[CHALLENGE] Turn the listing below into a numbered list of its lines, skipping any blank lines. Leave the pictures out of your answer.

Annotated coordinate records:

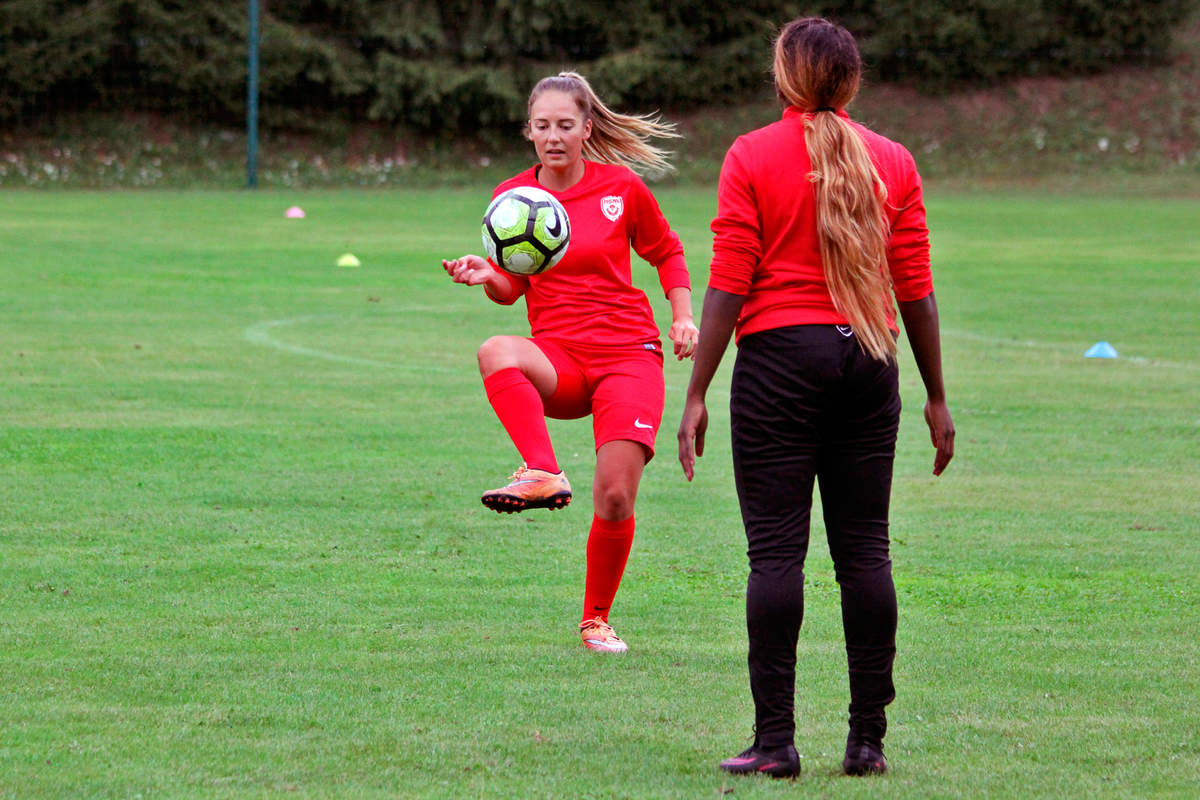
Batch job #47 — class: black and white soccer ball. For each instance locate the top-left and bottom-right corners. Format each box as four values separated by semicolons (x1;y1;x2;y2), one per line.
482;186;571;276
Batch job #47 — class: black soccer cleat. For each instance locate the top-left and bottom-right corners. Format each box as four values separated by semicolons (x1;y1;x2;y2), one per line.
721;745;800;777
841;732;888;776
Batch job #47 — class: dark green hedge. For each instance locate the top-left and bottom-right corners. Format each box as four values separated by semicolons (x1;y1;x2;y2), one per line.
0;0;1200;128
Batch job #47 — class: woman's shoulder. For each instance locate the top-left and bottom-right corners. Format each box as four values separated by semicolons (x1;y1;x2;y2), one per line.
492;164;538;197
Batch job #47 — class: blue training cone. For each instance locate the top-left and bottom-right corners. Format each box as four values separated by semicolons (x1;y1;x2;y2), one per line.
1084;342;1117;359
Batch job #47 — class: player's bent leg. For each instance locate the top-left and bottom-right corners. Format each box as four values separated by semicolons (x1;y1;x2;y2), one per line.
475;336;558;401
478;336;571;513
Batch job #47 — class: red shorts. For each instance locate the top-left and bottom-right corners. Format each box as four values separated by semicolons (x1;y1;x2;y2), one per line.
529;338;666;461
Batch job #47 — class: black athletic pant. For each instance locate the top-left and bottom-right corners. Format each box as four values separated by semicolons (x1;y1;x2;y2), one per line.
730;325;900;748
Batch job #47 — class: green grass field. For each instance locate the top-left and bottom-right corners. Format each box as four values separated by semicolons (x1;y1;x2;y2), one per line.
0;186;1200;799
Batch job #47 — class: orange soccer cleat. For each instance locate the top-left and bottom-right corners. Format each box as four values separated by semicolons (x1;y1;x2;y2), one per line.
580;616;629;652
480;464;571;513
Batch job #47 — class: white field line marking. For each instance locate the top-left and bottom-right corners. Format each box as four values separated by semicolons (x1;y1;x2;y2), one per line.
942;327;1200;371
242;306;462;374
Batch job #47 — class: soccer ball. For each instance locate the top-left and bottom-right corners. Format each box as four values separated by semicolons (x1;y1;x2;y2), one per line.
482;186;571;276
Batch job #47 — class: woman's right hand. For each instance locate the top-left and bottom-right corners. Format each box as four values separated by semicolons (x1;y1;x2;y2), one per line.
677;396;708;481
442;253;496;287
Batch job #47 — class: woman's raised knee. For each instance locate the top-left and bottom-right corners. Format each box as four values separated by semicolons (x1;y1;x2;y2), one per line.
475;336;520;378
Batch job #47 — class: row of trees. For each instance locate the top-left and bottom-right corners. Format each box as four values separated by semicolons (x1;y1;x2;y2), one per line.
0;0;1200;132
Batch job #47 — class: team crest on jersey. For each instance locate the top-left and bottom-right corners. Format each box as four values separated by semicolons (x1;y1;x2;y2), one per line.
600;194;625;222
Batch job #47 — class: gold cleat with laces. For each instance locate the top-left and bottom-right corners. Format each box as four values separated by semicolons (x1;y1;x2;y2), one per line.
480;464;571;513
580;616;629;652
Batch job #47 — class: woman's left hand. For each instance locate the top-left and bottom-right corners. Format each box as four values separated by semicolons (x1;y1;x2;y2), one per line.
668;317;700;361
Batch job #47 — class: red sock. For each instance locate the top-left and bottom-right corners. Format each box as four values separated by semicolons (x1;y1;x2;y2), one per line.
484;367;558;473
583;516;634;622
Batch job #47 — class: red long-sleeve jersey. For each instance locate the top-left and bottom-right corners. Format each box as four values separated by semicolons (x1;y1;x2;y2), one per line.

[IN RESPONSE]
1. Batch job #47 — class: black and white soccer ball. For each instance locate the top-left and bottom-right corners. Format each box as four values separated by semicolons (x1;y1;x2;y2), one per line.
2. 482;186;571;276
3. Batch job #47 — class: black soccer cleat. For each instance locate the top-left and bottom-right corners. Format each box as four values separated by semicolons (x1;y1;x2;y2), one per line.
4. 721;745;800;777
5. 841;732;888;776
6. Batch job #47 — class: dark green hedge. For each instance locate the top-left and bottom-right corners. Format each box as four values separated by semicolons (x1;y1;x2;y2), one per line.
7. 0;0;1200;128
8. Batch job #47 — class: woman's shoulder. For each instance locate the top-left and bottom-right corners. Format each box as four values separated by semicolons (x1;y1;x2;y2), one per line.
9. 492;164;538;197
10. Batch job #47 — class: blue training cone. For each instance locate the top-left and bottom-right corners. Format each box as four values separated by semicolons (x1;y1;x2;y2), one per line.
11. 1084;342;1117;359
12. Batch job #47 — class: player's bent leg. For each instance locate the top-left and bottom-right corners. Format each box as four values separated by semicolons (x1;y1;x2;y2), one per line.
13. 475;336;558;401
14. 478;336;571;513
15. Batch job #47 — class: red shorts. For each instance locate the top-left and bottom-right corners. Format each box as four values separated by semicolons (x1;y1;x2;y2), one per line.
16. 529;338;666;461
17. Batch job #47 — class: black athletic pant. For each instance locate the top-left and bottom-right corners. Format each box as four values separated by semicolons (x1;y1;x2;y2), one per line.
18. 730;325;900;748
19. Batch job #47 — class: green grass field. For each instance locate the top-left and bottom-right corners. Format each box as four values separated by semicolons (x1;y1;x2;y2), one per line.
20. 0;186;1200;799
21. Batch job #47 — class: orange soccer cleat. For each instance locate the top-left and bottom-right corners. Format each box as four values separated by semicolons (x1;y1;x2;y2), one per line.
22. 580;616;629;652
23. 480;464;571;513
24. Batch job #47 — class: white field line marking. For each instance locate the top-left and bottom-right corners. Format each box as four values separated by semicolons (x1;y1;x2;y2), one per line.
25. 942;327;1200;371
26. 242;306;462;374
27. Batch job #47 — class: soccer ball. For each instance locate the top-left and bottom-right corners. Format each box as four values separated by semicolons (x1;y1;x2;y2), one per line.
28. 482;186;571;276
29. Batch job #47 — class: woman's right hand. For each instance locate the top-left and bottom-right corners. Format each box as four values separated by semicolons (x1;y1;x2;y2), one per line.
30. 677;396;708;481
31. 442;253;496;287
32. Batch job #47 — class: woman's raised knee. For each instance locate the top-left and bottom-right corners. Format each box as four values separated by semicolons (x1;y1;x2;y2), one per line.
33. 475;336;520;378
34. Batch job #47 — class: row of trees. For each instance locate the top-left and bottom-right corners. Format each box as four values separated by semicolons (x1;y1;x2;y2), one per line.
35. 0;0;1200;132
36. Batch job #47 — class: team crest on jersey. For each instance locate the top-left and bottom-right corners. Format each box as four values separated by semicolons (x1;y1;x2;y2), one per line.
37. 600;194;625;222
38. Batch job #47 — class: gold cleat with laces. For each instance locate the top-left and bottom-right corners. Format each box as four values separated by semicolons (x1;y1;x2;y2), one per line.
39. 480;464;571;513
40. 580;616;629;652
41. Batch job #47 — class: woman's left hand. For each instance locate the top-left and bottom-right corners. Format each box as four values separated by semicolons (x1;y1;x2;y2), one per line.
42. 668;317;700;361
43. Batch job #47 — class: red sock. For each instance locate the top-left and bottom-right corners. Format each box as four values separated by semicolons (x1;y1;x2;y2), one per line.
44. 484;367;558;473
45. 583;516;634;622
46. Batch job #47 — class: red long-sleeve jersey. For each instance locate the top-left and bottom-right corners. Format each box as four values separated by semicolons (x1;y1;x2;y2), one per line.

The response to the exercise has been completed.